>>>>>

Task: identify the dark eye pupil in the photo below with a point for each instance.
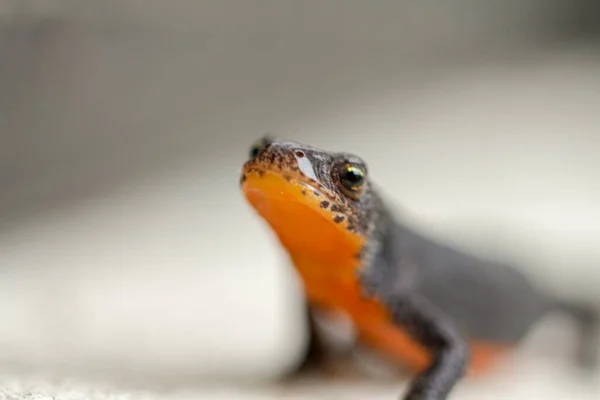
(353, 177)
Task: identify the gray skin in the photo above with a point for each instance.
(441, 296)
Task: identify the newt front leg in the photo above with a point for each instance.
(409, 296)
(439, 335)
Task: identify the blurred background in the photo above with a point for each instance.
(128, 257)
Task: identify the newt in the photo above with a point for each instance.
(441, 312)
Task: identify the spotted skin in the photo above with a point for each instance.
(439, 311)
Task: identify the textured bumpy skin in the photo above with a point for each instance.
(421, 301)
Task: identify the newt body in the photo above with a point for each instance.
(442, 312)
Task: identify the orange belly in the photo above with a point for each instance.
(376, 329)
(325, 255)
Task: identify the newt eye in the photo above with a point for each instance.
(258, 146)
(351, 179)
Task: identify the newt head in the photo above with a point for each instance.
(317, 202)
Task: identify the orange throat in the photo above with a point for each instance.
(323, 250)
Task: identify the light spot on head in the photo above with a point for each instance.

<<<<<
>>>>>

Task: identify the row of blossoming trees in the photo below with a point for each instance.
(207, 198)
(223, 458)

<<<<<

◆ Stated problem
Revise the part of the records that opens with the line containing "Task: identify the newt head" and closes with the line containing "Task: identify the light", replacing "orange throat" with "orange chin" and leaving all else unchanged.

◆ Exercise output
Task: identify the newt head in the photo above with a point for each instance.
(317, 202)
Task: identify the orange chin in the photo above with a point for each instance.
(323, 250)
Task: identify the light spot on head in the photo above with a point for each instance.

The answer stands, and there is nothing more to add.